- [Exercise prompt] Copy the listing from its first line through the line that contains "x=680, y=259", replacing "pitched" with "sloped" and leaving everything else unchanged. Leave the pictures out of your answer.

** start Material for this task **

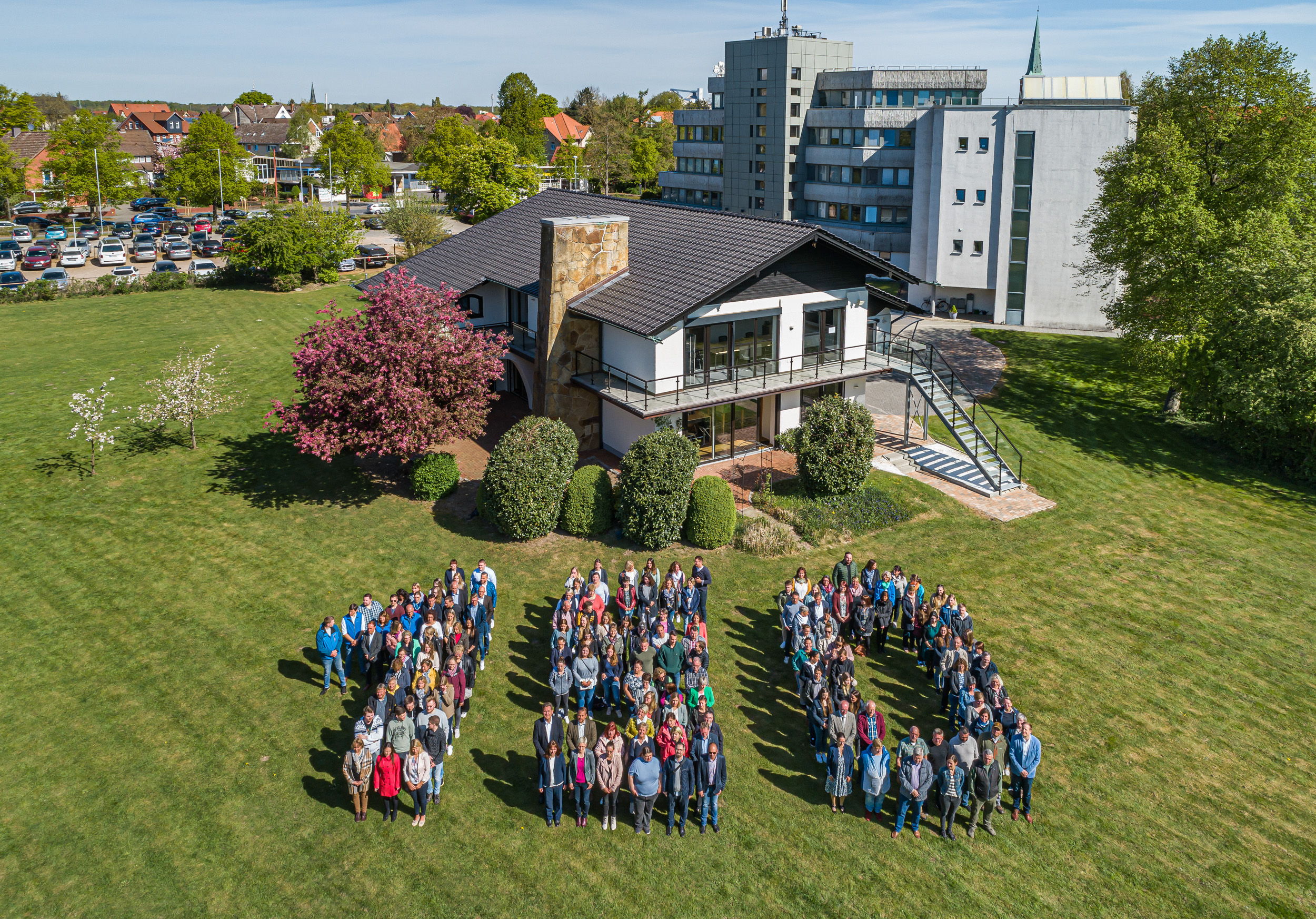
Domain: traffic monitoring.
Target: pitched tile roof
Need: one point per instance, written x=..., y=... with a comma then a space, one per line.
x=28, y=144
x=562, y=127
x=680, y=259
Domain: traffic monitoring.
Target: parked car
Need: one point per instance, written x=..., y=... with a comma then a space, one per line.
x=148, y=203
x=58, y=277
x=111, y=253
x=36, y=259
x=372, y=257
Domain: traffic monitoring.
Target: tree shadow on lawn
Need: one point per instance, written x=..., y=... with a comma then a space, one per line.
x=269, y=472
x=65, y=462
x=1078, y=390
x=512, y=778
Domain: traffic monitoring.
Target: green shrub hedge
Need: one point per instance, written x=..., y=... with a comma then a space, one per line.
x=833, y=447
x=528, y=470
x=587, y=506
x=654, y=489
x=435, y=476
x=711, y=520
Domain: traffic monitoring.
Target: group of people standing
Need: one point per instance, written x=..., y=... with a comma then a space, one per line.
x=420, y=655
x=851, y=612
x=635, y=648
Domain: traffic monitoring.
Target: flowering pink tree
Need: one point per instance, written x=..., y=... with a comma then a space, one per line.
x=395, y=378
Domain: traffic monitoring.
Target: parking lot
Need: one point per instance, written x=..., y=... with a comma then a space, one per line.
x=123, y=214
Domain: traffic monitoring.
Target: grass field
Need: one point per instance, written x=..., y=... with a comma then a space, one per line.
x=169, y=754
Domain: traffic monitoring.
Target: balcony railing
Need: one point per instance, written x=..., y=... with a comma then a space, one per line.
x=719, y=385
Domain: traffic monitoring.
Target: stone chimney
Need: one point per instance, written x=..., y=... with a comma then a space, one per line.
x=575, y=256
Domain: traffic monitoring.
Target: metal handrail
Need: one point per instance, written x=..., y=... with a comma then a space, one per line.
x=938, y=365
x=748, y=377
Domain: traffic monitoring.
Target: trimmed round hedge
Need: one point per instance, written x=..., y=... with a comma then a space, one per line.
x=833, y=447
x=587, y=506
x=435, y=476
x=654, y=488
x=528, y=470
x=711, y=522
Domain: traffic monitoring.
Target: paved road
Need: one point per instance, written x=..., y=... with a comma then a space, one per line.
x=123, y=214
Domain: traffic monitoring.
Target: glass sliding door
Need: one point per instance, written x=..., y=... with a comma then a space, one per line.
x=720, y=352
x=722, y=432
x=823, y=335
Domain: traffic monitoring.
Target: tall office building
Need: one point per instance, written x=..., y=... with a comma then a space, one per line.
x=977, y=196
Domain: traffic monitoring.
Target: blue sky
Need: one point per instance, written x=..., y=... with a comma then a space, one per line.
x=211, y=51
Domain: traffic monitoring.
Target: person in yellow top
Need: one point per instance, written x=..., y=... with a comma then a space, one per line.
x=644, y=718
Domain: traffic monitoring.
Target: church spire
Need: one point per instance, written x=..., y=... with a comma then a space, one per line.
x=1035, y=60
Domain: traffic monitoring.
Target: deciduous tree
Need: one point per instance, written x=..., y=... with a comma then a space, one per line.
x=404, y=374
x=187, y=391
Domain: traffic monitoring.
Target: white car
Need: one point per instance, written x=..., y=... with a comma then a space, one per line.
x=58, y=277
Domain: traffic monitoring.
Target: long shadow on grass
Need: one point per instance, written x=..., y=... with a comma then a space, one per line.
x=512, y=778
x=1078, y=390
x=269, y=472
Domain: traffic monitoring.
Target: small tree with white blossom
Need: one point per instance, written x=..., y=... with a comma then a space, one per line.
x=187, y=391
x=90, y=410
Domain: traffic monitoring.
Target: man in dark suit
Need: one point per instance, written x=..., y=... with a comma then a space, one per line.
x=706, y=578
x=678, y=783
x=372, y=644
x=546, y=730
x=710, y=781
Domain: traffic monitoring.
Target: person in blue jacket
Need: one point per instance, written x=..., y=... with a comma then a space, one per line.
x=1025, y=755
x=330, y=644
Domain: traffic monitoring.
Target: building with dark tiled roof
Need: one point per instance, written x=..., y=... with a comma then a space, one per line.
x=623, y=312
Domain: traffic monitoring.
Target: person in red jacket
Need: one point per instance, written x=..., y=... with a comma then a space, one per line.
x=388, y=780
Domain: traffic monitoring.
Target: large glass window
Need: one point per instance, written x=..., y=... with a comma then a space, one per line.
x=1019, y=225
x=823, y=333
x=728, y=351
x=725, y=431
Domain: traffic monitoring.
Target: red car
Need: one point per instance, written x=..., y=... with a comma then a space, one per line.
x=36, y=259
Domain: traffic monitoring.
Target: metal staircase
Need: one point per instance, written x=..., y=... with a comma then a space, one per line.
x=986, y=460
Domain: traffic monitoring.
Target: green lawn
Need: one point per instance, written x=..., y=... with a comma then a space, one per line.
x=167, y=752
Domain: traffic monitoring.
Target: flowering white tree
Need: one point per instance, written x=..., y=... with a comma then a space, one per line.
x=187, y=391
x=90, y=410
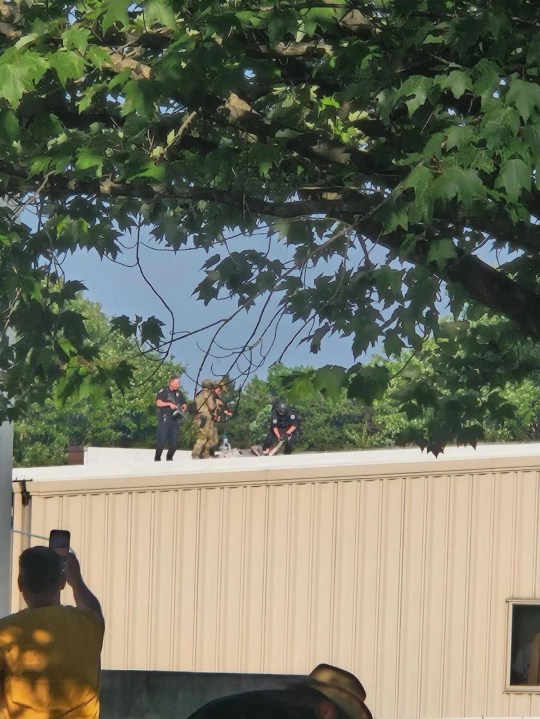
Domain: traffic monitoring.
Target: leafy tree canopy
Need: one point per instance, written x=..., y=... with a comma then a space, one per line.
x=380, y=155
x=126, y=418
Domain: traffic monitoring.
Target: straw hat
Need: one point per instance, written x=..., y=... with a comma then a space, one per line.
x=342, y=688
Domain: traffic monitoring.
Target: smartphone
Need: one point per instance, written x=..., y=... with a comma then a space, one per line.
x=59, y=542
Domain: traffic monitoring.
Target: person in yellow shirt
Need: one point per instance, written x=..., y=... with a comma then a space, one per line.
x=49, y=653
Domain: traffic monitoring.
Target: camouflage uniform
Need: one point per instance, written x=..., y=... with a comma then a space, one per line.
x=205, y=410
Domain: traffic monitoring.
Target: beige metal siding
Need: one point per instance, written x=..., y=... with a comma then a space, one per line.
x=402, y=578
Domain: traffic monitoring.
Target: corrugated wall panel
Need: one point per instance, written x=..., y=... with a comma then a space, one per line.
x=457, y=585
x=435, y=599
x=369, y=568
x=389, y=588
x=298, y=649
x=412, y=607
x=402, y=579
x=503, y=547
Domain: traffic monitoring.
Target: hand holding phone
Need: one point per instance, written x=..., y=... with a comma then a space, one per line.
x=59, y=542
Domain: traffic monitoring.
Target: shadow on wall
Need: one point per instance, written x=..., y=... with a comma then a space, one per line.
x=174, y=695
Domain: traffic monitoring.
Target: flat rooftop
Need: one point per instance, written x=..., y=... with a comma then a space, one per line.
x=102, y=462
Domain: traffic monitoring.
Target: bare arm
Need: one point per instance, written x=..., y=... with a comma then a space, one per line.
x=84, y=599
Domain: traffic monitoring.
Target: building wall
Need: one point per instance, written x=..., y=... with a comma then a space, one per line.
x=401, y=574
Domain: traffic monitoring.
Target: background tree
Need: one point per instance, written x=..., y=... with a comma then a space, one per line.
x=127, y=418
x=380, y=157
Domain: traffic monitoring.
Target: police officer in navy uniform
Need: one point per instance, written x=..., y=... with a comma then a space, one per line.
x=283, y=426
x=171, y=405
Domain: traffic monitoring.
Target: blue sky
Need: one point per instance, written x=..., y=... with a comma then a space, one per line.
x=121, y=289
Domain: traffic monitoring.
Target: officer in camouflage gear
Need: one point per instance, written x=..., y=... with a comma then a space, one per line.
x=206, y=407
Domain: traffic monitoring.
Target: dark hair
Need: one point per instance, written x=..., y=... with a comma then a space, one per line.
x=40, y=570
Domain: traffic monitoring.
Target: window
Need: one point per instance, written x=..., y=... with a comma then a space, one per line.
x=524, y=634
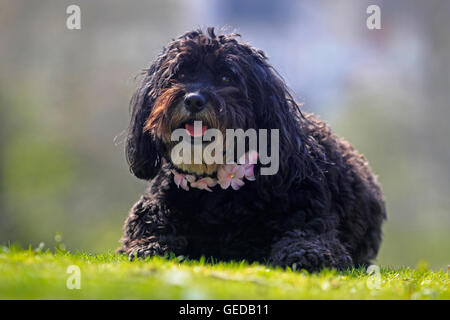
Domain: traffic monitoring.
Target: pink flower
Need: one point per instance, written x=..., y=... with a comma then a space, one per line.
x=231, y=174
x=181, y=179
x=248, y=162
x=204, y=183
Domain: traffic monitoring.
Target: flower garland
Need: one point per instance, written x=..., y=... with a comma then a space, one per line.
x=228, y=175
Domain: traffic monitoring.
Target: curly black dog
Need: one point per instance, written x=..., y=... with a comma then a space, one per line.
x=322, y=209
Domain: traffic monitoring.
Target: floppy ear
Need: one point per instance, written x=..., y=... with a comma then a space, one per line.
x=142, y=148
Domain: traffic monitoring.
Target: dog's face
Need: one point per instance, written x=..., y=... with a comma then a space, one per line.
x=224, y=83
x=200, y=79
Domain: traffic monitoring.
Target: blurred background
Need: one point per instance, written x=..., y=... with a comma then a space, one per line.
x=64, y=106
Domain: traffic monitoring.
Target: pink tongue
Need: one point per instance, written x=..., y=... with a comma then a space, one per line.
x=190, y=130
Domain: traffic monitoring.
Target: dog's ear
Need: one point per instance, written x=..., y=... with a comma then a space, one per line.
x=142, y=148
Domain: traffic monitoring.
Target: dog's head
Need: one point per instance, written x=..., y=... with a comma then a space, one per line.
x=225, y=83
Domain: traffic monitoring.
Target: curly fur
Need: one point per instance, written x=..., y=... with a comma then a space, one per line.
x=324, y=208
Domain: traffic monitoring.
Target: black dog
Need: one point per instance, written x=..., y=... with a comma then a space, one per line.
x=324, y=207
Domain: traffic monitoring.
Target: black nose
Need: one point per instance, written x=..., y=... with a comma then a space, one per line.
x=194, y=102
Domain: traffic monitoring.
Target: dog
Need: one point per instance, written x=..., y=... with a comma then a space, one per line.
x=322, y=209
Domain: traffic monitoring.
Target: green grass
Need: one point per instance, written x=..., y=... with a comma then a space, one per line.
x=28, y=274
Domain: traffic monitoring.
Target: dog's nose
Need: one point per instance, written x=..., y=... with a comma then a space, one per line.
x=194, y=102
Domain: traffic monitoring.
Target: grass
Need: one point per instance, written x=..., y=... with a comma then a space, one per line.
x=31, y=274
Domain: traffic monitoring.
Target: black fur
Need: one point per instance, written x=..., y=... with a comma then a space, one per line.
x=324, y=208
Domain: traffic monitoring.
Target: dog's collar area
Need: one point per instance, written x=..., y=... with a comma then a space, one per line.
x=228, y=175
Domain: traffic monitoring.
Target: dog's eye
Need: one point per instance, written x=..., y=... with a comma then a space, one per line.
x=225, y=79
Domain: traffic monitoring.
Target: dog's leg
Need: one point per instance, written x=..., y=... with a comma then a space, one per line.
x=311, y=252
x=148, y=232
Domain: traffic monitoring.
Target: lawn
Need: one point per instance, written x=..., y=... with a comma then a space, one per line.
x=31, y=274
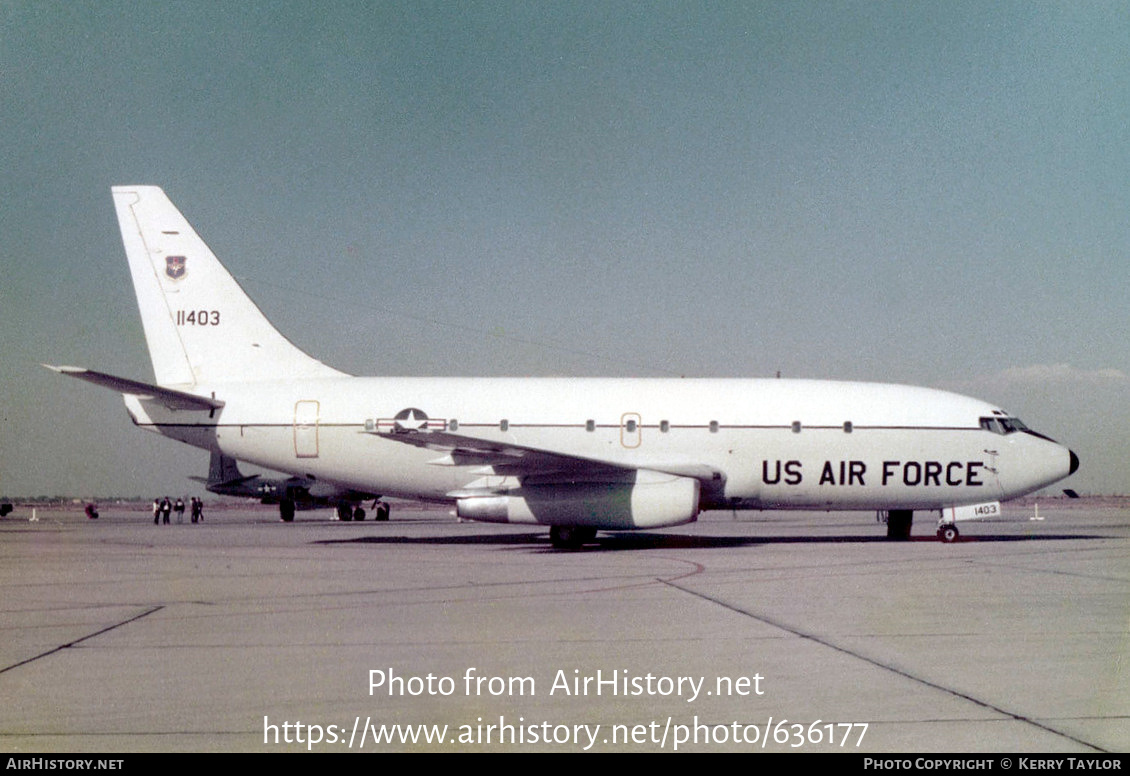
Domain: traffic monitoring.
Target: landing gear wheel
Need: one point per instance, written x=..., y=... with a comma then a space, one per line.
x=898, y=524
x=571, y=537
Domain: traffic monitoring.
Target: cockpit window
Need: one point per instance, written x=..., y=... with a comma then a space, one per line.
x=1002, y=425
x=1013, y=425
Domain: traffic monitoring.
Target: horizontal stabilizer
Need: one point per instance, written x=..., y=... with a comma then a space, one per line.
x=174, y=400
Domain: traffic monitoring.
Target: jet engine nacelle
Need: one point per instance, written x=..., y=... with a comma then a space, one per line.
x=653, y=500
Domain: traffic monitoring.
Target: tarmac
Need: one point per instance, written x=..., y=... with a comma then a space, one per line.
x=744, y=631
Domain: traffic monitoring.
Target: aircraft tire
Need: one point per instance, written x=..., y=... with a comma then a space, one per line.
x=571, y=537
x=898, y=524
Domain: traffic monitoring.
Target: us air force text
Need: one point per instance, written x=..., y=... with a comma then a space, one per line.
x=910, y=473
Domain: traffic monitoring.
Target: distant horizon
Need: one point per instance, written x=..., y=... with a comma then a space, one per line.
x=919, y=193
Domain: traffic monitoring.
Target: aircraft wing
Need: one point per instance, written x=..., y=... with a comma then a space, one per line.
x=506, y=459
x=172, y=399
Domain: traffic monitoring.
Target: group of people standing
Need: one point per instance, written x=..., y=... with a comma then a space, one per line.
x=162, y=507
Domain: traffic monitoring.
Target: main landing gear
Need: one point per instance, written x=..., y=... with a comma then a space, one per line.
x=347, y=513
x=898, y=524
x=948, y=532
x=571, y=537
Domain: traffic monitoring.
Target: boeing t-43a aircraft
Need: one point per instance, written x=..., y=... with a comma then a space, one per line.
x=577, y=455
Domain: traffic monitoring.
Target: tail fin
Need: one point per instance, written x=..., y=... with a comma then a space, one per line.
x=199, y=324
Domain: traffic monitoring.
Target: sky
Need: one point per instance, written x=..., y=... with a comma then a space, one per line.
x=914, y=192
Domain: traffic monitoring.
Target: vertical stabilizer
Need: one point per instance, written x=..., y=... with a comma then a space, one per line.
x=199, y=324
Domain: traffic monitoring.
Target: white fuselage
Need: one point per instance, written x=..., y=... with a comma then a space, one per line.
x=749, y=443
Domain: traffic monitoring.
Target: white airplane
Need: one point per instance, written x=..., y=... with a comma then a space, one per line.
x=294, y=493
x=574, y=454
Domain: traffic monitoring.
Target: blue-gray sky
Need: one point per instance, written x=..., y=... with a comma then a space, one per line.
x=916, y=192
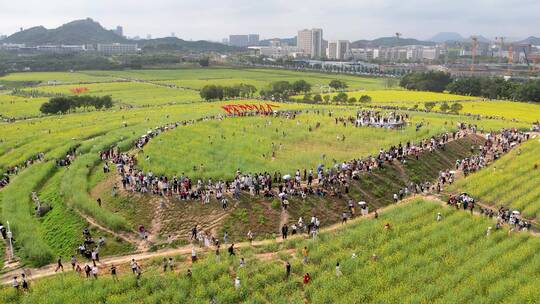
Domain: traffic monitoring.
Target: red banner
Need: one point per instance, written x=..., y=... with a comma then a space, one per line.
x=239, y=109
x=79, y=90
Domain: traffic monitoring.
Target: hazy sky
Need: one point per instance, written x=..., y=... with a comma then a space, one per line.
x=340, y=19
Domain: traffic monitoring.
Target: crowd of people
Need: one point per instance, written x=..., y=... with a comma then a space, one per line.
x=380, y=119
x=4, y=179
x=333, y=181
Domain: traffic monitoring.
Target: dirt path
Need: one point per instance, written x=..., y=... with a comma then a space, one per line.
x=124, y=236
x=283, y=218
x=48, y=270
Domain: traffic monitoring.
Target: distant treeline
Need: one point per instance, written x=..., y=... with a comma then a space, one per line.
x=487, y=87
x=11, y=62
x=278, y=90
x=217, y=92
x=66, y=104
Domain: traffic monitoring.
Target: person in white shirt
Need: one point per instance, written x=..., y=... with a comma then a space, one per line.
x=237, y=283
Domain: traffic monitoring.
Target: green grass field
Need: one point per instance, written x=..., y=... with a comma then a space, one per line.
x=57, y=77
x=419, y=260
x=197, y=78
x=131, y=93
x=401, y=97
x=39, y=240
x=511, y=181
x=19, y=107
x=222, y=147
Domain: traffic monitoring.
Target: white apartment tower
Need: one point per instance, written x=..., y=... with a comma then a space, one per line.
x=338, y=49
x=310, y=42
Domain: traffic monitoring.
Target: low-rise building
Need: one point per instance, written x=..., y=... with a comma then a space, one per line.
x=117, y=48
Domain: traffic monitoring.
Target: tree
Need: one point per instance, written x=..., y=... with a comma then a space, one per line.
x=337, y=84
x=65, y=104
x=429, y=105
x=444, y=107
x=212, y=92
x=247, y=90
x=456, y=108
x=426, y=81
x=301, y=86
x=340, y=97
x=326, y=98
x=390, y=83
x=529, y=91
x=365, y=98
x=204, y=62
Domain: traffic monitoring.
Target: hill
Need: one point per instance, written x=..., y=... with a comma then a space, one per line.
x=531, y=40
x=389, y=42
x=447, y=36
x=85, y=31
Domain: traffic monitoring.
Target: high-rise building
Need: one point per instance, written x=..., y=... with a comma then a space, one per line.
x=244, y=40
x=310, y=42
x=253, y=39
x=119, y=31
x=117, y=48
x=239, y=40
x=338, y=49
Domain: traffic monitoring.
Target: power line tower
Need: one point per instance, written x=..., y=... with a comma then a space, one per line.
x=510, y=59
x=474, y=51
x=501, y=46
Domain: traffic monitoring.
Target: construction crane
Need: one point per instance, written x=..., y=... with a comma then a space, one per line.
x=526, y=56
x=501, y=46
x=473, y=52
x=510, y=60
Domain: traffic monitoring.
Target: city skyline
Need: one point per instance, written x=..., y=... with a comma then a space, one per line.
x=347, y=19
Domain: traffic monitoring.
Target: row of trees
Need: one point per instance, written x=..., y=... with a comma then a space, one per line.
x=284, y=89
x=426, y=81
x=487, y=87
x=444, y=107
x=497, y=88
x=216, y=92
x=279, y=90
x=341, y=97
x=66, y=104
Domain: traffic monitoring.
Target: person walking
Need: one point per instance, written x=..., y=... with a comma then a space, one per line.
x=338, y=270
x=59, y=265
x=94, y=271
x=193, y=255
x=15, y=283
x=24, y=282
x=73, y=262
x=171, y=264
x=250, y=237
x=284, y=231
x=304, y=255
x=114, y=273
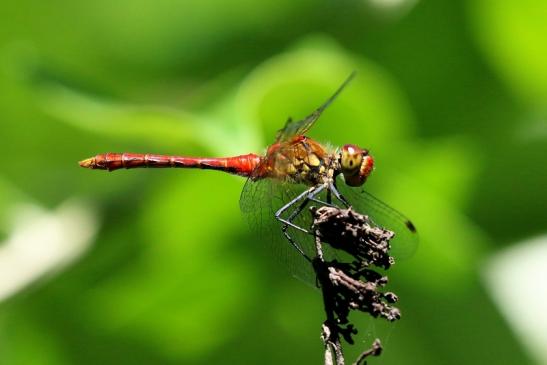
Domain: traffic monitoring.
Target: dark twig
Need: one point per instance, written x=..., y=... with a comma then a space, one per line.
x=354, y=285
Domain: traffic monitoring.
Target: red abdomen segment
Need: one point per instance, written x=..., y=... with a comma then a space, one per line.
x=240, y=165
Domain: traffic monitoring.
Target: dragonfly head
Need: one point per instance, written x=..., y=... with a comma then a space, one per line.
x=356, y=164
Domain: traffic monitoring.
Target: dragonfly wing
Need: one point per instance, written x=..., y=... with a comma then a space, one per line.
x=259, y=202
x=300, y=127
x=405, y=242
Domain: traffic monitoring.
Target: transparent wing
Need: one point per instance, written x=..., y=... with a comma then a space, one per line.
x=296, y=128
x=259, y=202
x=405, y=242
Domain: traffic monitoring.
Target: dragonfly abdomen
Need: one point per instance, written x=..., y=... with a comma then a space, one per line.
x=239, y=165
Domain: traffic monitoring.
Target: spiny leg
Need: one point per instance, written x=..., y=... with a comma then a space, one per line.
x=340, y=197
x=306, y=196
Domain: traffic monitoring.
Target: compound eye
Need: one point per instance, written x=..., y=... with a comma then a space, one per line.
x=351, y=159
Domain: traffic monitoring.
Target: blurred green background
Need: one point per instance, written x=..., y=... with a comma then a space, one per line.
x=158, y=267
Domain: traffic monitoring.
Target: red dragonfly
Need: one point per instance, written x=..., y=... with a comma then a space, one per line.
x=294, y=172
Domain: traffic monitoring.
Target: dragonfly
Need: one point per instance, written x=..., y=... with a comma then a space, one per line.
x=294, y=173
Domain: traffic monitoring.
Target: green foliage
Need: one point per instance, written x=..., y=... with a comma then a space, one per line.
x=454, y=116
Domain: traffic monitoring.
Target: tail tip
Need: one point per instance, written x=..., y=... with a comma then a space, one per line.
x=88, y=163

** end Material for this task **

- [Solution below]
Domain: traffic monitoring.
Target: sloped tile roof
Need: one point per instance, written x=..., y=... with a comma then a space, one per line.
x=28, y=144
x=562, y=127
x=680, y=259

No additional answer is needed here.